Exercise description: Rewrite the stretch of material below, from its beginning through the line containing "0, 522, 548]]", changing "pollarded tree" to "pruned tree" and leaving everything else as it is.

Supplied records:
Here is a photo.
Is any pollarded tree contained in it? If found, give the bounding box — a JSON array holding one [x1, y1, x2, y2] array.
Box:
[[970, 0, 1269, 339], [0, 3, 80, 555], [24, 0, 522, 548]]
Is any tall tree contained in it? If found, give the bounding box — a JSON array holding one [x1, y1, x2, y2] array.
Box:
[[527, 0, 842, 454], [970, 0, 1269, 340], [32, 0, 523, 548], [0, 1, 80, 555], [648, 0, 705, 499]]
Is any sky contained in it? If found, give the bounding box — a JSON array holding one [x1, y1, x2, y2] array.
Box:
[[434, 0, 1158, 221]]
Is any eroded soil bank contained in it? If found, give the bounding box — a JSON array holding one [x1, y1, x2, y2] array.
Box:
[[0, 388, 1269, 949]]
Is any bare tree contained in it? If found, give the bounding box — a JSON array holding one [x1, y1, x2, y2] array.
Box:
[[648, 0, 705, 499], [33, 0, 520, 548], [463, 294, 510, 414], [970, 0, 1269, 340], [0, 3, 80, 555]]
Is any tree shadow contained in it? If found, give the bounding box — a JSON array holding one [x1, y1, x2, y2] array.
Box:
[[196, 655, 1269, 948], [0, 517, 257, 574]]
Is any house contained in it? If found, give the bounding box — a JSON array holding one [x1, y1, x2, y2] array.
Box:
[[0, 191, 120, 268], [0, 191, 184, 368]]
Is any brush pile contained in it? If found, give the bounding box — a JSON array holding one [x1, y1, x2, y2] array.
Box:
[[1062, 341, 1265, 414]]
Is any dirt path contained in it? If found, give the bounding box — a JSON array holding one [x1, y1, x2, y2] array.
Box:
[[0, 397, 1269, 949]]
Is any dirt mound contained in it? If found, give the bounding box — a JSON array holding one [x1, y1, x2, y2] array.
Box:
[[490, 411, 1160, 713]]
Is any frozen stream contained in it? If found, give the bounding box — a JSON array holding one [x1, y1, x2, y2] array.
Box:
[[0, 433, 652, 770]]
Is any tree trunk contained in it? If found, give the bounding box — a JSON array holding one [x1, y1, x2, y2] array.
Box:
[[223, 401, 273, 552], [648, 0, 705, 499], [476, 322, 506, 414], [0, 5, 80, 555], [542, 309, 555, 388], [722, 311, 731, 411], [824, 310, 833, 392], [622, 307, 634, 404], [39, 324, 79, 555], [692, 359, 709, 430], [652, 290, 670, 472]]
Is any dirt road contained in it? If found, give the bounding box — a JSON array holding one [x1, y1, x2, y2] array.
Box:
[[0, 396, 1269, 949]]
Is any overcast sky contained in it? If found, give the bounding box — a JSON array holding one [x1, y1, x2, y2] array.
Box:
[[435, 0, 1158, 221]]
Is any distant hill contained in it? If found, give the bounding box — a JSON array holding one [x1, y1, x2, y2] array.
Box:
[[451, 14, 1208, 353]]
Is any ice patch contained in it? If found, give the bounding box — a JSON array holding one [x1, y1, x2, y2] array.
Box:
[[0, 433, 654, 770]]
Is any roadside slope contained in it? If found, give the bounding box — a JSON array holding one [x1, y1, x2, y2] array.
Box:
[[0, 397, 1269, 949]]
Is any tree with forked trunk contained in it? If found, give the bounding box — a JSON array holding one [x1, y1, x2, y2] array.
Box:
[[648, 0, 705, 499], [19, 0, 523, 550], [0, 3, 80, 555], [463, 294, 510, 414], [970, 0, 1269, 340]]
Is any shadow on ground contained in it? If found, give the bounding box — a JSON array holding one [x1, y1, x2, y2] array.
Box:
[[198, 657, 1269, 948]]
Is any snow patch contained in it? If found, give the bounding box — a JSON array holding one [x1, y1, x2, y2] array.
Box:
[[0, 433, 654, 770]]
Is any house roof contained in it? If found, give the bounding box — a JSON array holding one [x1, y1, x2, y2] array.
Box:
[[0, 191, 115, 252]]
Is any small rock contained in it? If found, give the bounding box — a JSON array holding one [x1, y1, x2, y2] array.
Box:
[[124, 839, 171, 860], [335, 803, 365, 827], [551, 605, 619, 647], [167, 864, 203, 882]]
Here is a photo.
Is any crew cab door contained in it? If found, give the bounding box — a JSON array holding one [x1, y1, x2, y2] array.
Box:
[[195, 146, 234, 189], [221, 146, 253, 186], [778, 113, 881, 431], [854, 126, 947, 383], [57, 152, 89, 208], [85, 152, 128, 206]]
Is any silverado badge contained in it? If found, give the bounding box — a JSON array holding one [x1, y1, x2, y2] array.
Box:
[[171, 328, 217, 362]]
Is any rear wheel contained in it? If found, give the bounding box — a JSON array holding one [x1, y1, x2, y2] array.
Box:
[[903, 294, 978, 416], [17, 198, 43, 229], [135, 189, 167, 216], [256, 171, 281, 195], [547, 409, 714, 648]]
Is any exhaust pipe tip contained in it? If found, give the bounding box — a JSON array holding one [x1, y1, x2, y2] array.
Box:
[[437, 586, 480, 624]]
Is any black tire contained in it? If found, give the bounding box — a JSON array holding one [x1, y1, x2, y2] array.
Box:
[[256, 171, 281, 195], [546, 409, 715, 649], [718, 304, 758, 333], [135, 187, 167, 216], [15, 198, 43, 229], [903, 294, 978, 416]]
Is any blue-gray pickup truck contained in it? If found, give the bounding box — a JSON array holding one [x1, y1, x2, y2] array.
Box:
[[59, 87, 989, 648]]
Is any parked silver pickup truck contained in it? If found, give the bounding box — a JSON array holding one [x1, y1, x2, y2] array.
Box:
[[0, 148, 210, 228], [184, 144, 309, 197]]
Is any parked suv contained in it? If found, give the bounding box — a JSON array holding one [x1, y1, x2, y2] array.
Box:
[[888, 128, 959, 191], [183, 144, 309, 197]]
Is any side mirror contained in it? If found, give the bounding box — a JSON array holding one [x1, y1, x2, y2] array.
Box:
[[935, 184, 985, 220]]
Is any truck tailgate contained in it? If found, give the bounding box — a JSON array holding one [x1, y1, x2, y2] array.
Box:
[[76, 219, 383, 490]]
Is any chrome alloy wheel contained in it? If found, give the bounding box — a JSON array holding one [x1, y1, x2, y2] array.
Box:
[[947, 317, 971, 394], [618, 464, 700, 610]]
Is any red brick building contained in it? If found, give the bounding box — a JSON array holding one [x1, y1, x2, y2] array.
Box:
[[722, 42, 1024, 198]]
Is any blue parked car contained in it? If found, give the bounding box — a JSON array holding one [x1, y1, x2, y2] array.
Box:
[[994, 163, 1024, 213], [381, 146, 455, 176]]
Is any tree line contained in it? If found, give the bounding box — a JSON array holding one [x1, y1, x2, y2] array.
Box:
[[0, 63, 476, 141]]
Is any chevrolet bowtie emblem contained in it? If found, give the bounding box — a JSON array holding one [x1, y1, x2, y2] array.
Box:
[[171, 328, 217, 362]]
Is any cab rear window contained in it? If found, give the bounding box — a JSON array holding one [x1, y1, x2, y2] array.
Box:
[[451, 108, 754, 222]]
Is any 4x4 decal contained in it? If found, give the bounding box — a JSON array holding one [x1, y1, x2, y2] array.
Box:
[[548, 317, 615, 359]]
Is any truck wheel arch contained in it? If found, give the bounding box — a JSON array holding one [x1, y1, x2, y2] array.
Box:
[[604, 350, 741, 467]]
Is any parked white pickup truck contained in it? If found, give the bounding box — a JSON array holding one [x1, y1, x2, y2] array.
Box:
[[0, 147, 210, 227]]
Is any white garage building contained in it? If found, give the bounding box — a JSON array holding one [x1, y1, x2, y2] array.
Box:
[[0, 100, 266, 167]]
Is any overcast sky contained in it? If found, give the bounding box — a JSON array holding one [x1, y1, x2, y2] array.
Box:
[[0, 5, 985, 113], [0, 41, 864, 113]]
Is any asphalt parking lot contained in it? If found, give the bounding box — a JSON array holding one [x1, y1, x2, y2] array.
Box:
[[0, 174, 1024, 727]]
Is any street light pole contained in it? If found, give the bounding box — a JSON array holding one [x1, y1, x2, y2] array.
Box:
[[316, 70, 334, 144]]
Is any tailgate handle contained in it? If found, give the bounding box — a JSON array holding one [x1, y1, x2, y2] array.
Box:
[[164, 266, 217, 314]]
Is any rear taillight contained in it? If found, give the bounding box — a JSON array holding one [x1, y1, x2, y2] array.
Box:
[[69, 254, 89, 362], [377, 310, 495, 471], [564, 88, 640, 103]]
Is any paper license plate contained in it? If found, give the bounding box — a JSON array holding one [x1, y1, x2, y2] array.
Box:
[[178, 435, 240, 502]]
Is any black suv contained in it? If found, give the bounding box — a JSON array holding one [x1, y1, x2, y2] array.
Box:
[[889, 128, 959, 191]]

Solution:
Here is a photo.
Is any pruned tree contained in it? If found, give the bounding box — a JSON array holding one [x1, y1, x2, y2] array.
Box:
[[970, 0, 1269, 339], [0, 3, 80, 555], [24, 0, 522, 548]]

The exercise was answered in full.